EXERCISE DIRECTIONS> Using the forum post below on PWM dead-band timing, explain in one to three sentences why the poster thinks the staggered pulse widths across the three phases might make sense.

PASSAGE TO READ>
--------------------------------

The resulting signals are a pair of active High signals where one is always High, except for a programmable amount of time at transitions where both are Low.

That statement to me infers pwmB 10 bit counter FED is blended into pwmA pulse width not simply inserted at the end of the 80us pulse width period like it is doing. That symptom seems to cause an uneven symmetry in PWM low side that differs greatly from that of the high side. 

Again the capture below shows pwmA pulse width 1.2us to 1.4us is roughly 10 times pwmB 120ns.  Both are low and isn't that odd a 10 bit counter and pwmB pulse width is typically 10 times shorter than pwmA pulse width in the same delay period. Review F280 Enhanced PWM datasheet gives clarity to how PWM0 drops CMPB in the dead band timing diagram. It helps if we know how DBG should work to then understand that it seemingly isn't working as intended or described. The low side FET temperature rise well above high side is a good indication Sherlock Holmes would not so easily dismiss as antidotal behavior. How could anyone simply ignore that odd behavior as simply being an anomaly. 

Notice the 3 phases all have staggered pulse widths. Seems a odd idea unless done some kind of round robin circular giving each phase pair equal on time. Then bridge FETS temperatures might run more balanced. The idea this illustration shows CMPB-U/D match events are not present in the dead band. That might give a clue to what is going on with DBG's in TM4C1294 which give no timing diagrams that match the actual programmed behavior. The problem TM4C/LM3S and FED is not always part of the pulse width derived from pwmA (shown in this illustration) and instead is a rogue 10 bit counter firing event appended to each period end that only includes the derived pwmA pulse once per 3.8ms PWM update cycle. The 3.8ms is relative to rotor speed duty cycle and faster speeds produce shorter full periods in switched commutation.

--------------------------------

GIVEN RECORDS>
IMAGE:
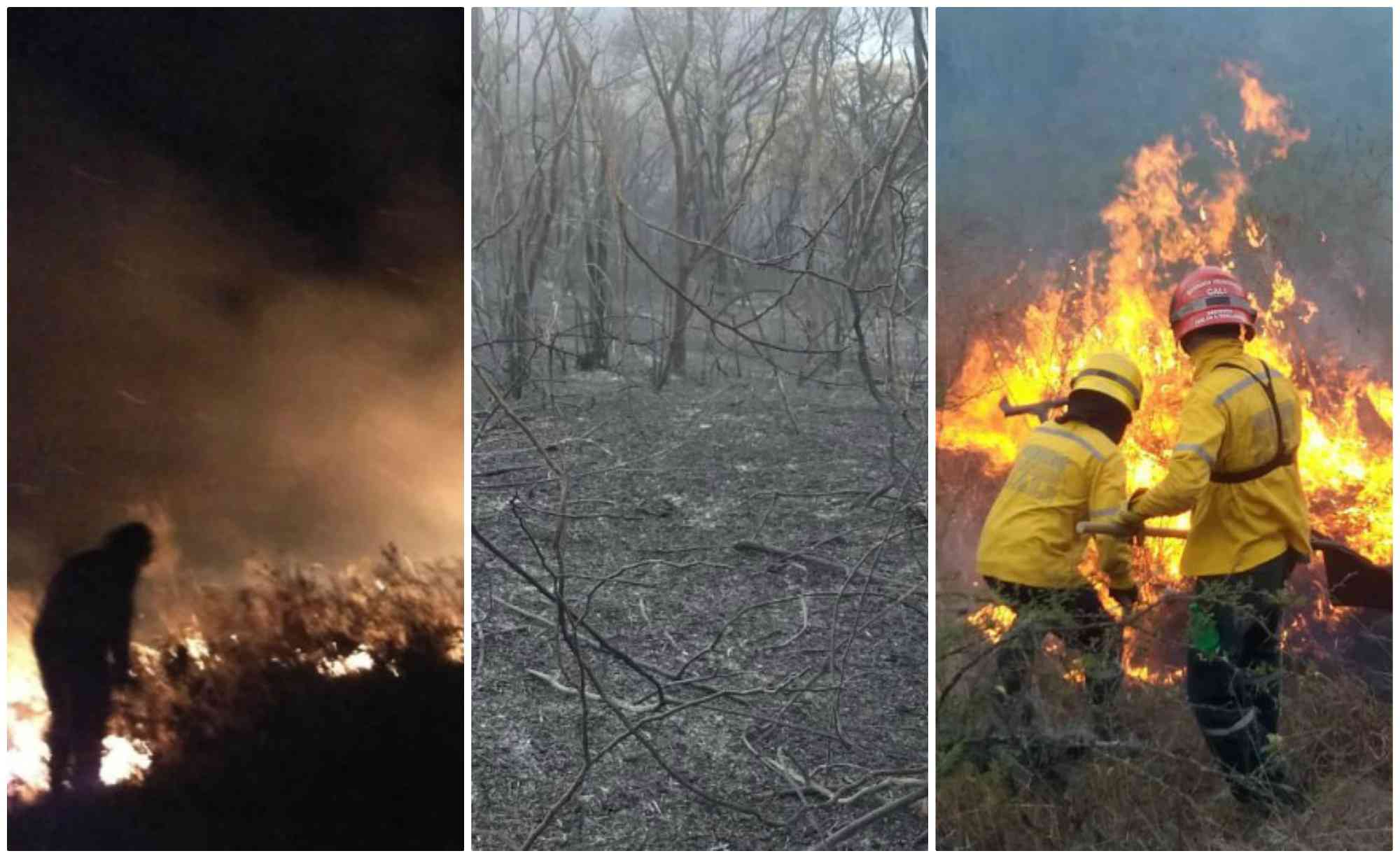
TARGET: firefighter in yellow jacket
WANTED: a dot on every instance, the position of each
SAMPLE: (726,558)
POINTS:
(1068,472)
(1236,468)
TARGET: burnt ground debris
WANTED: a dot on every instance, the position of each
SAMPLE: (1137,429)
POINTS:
(1158,790)
(664,486)
(255,747)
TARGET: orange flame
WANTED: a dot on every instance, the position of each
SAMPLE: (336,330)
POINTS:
(1119,303)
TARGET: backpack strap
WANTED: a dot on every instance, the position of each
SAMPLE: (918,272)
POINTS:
(1282,457)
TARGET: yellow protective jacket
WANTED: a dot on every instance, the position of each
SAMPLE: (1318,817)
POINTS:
(1228,428)
(1065,474)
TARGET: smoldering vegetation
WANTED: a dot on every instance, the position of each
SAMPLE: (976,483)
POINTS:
(307,712)
(236,314)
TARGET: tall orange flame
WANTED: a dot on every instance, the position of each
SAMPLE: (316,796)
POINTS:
(1158,226)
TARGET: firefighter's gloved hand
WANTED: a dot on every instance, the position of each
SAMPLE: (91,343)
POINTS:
(1129,520)
(1126,597)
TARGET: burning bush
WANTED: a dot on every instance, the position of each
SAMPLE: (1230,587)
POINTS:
(304,709)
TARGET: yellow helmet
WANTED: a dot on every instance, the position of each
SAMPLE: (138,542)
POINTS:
(1112,374)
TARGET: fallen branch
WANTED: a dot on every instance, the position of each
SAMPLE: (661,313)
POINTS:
(870,818)
(555,684)
(748,545)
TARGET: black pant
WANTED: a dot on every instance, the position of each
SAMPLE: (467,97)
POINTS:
(1233,661)
(80,699)
(1077,618)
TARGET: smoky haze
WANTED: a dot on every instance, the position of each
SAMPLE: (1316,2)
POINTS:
(1038,111)
(236,283)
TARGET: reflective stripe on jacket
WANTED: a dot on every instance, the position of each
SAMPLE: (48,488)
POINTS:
(1228,426)
(1065,474)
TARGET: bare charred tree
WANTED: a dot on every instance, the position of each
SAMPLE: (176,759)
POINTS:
(764,170)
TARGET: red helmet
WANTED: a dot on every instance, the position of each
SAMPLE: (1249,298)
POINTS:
(1212,296)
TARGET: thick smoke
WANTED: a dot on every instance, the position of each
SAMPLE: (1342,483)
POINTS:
(1038,111)
(190,360)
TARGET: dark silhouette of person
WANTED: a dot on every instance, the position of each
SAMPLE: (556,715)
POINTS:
(83,643)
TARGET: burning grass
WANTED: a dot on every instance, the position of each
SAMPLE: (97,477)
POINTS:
(304,710)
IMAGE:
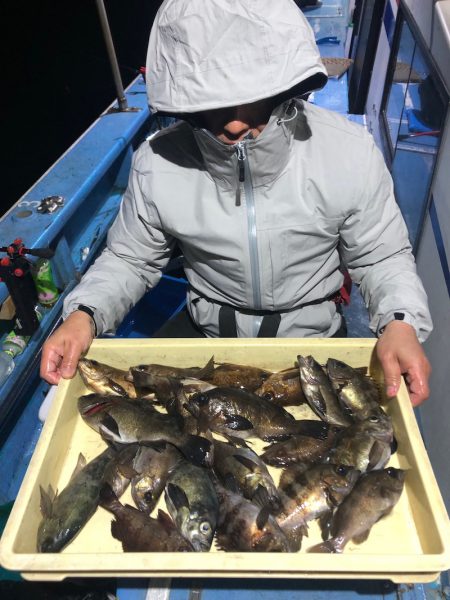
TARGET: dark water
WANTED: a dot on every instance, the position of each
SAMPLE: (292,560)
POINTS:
(56,78)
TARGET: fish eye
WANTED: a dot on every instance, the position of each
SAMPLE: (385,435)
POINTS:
(205,527)
(342,469)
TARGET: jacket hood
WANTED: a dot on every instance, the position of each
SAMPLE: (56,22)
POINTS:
(212,54)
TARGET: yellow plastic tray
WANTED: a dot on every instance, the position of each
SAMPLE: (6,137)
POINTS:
(409,545)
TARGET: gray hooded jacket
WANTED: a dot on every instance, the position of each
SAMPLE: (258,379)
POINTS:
(268,223)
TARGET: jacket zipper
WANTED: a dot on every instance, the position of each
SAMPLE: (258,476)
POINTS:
(245,180)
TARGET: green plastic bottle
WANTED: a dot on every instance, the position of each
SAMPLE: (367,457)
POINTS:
(47,291)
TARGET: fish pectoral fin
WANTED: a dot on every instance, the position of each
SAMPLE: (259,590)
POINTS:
(110,425)
(235,440)
(263,517)
(127,471)
(246,462)
(378,456)
(362,537)
(317,403)
(261,497)
(47,501)
(208,370)
(230,482)
(116,530)
(238,422)
(325,524)
(116,388)
(177,496)
(81,463)
(165,521)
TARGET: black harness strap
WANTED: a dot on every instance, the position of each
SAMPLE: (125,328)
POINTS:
(269,325)
(228,328)
(227,321)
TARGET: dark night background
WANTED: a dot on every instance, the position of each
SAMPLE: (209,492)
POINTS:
(56,78)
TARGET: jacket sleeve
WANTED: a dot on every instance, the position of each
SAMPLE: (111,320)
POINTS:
(137,249)
(375,248)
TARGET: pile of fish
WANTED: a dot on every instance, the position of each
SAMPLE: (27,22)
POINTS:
(185,436)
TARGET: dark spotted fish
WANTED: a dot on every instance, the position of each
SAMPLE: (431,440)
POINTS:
(65,514)
(366,445)
(240,376)
(358,394)
(301,448)
(246,527)
(192,502)
(248,471)
(139,373)
(104,379)
(312,493)
(139,532)
(237,413)
(320,393)
(283,388)
(373,497)
(127,422)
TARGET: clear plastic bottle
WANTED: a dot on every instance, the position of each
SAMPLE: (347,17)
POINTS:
(13,345)
(6,365)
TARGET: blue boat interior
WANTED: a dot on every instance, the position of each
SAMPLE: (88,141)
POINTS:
(91,177)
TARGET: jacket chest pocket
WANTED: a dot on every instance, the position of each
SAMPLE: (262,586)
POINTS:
(303,251)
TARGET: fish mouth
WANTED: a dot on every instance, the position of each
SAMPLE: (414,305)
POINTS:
(200,545)
(91,407)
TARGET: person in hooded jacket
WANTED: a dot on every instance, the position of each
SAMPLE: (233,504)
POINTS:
(268,197)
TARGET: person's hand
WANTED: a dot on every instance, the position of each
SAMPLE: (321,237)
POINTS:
(400,353)
(61,351)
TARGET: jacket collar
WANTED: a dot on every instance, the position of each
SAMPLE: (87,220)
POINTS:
(267,155)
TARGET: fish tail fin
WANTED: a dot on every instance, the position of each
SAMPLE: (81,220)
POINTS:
(329,547)
(262,498)
(107,498)
(198,450)
(207,370)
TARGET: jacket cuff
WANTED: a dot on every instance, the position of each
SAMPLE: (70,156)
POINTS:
(89,310)
(397,315)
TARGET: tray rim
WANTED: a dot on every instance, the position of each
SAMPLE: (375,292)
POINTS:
(343,565)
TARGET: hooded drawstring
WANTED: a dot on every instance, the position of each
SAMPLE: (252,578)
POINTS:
(287,119)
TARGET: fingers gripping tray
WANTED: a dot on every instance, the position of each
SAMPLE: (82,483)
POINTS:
(410,544)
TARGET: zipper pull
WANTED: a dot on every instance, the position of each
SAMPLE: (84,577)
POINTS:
(241,159)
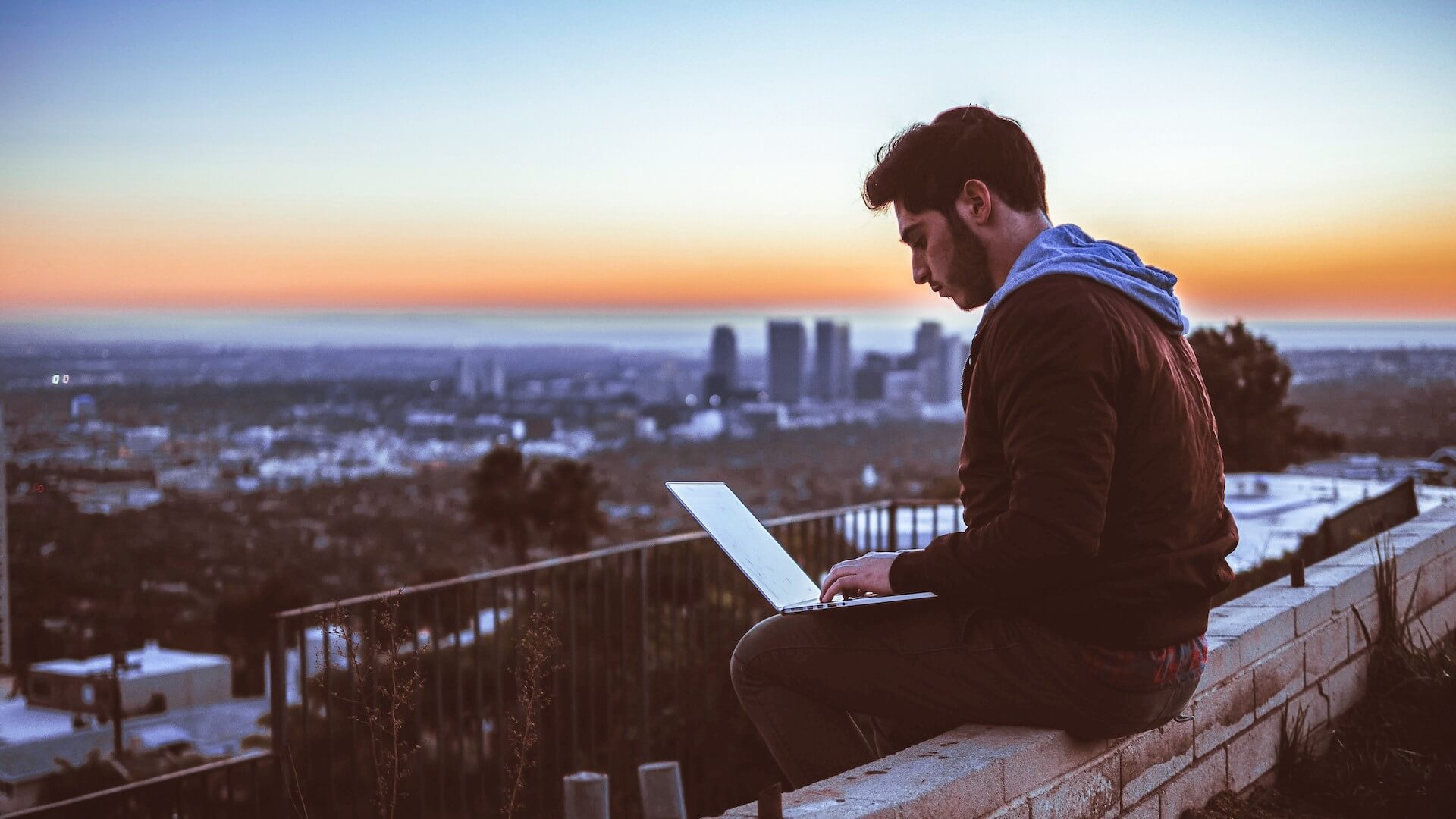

--------------------------------

ANSWER> The poster finds staggered pulse widths odd unless they are applied in a round-robin, circular way that gives each phase pair equal on time. Done that way, the bridge FET temperatures might run more balanced.